[Collected data]
....................
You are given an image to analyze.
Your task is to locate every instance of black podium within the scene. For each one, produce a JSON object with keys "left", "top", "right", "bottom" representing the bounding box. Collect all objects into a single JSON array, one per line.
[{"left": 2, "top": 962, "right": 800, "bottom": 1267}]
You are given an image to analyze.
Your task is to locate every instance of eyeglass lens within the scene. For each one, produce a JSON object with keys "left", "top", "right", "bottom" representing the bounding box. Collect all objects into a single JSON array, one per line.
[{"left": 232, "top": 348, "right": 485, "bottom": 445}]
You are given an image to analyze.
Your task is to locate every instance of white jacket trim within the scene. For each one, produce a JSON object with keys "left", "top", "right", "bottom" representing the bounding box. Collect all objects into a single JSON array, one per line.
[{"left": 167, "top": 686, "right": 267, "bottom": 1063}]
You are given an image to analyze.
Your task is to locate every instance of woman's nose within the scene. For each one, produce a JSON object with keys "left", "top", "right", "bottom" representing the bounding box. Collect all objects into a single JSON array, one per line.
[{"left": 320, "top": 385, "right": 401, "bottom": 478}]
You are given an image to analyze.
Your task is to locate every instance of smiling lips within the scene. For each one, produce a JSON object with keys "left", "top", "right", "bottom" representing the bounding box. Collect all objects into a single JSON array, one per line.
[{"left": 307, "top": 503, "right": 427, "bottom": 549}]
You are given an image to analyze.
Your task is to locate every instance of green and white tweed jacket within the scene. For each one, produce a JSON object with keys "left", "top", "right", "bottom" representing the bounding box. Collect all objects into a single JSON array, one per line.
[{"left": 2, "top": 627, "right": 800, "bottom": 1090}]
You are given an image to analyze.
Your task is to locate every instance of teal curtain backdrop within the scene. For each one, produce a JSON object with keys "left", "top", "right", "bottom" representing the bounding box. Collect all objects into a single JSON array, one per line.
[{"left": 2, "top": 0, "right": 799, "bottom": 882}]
....................
**TASK INSTRUCTIONS**.
Each record must be duplicated exactly, with none missing.

**WRITTEN RESPONSE**.
You are given an image to analyze.
Your task is to locate every instance of black podium within the scene. For each one, produce a JSON object with keys "left", "top", "right", "bottom" representing the bounding box. Collect all objects into a single JSON array, one per line.
[{"left": 2, "top": 962, "right": 800, "bottom": 1267}]
You are given an image to analyze.
Your task is to locate every instance of eyeglass lens within the scene. For each one, produce a JSON object with keys "left", "top", "right", "bottom" representing the bounding box. Collect all objects into a single JSON array, one per line.
[{"left": 232, "top": 348, "right": 485, "bottom": 445}]
You are given an image to analyze.
Your task is to locate every instance of white jacket trim within the scene. For each one, produce a JSON object with keys "left", "top", "right", "bottom" representing the bounding box. Collect all objects into a single JSON array, one per line.
[{"left": 167, "top": 686, "right": 267, "bottom": 1063}]
You are given an image to analyze.
Your task is to locate every instance of woman's nose within the scene. For each one, produce a JSON object with keys "left", "top", "right", "bottom" representing the bounding box. Collect all objects into a single JSON array, one per line.
[{"left": 320, "top": 385, "right": 401, "bottom": 478}]
You are given an image to analyze.
Your task is to locate every instance of smiling lips within the scene. For each one, produce a JSON object with keys "left", "top", "right", "bottom" representing the bounding box. Collect all objects into a single JSON array, one per line.
[{"left": 307, "top": 503, "right": 427, "bottom": 549}]
You are given an image to analyze.
Your task is to locate every instance of green and white tweed jacket within the scene. For each one, produce a JSON object with keys "left", "top", "right", "bottom" representing the bounding box. Collect all objects into a single JSON array, one per line.
[{"left": 2, "top": 627, "right": 800, "bottom": 1090}]
You are given an image to analyze.
Your task is to locate every instance of teal curtain backdrop within the scene. For each one, produce a JSON object with keys "left", "top", "right", "bottom" representing the bounding box. Collect all objects into a single JSON array, one per line.
[{"left": 2, "top": 0, "right": 799, "bottom": 882}]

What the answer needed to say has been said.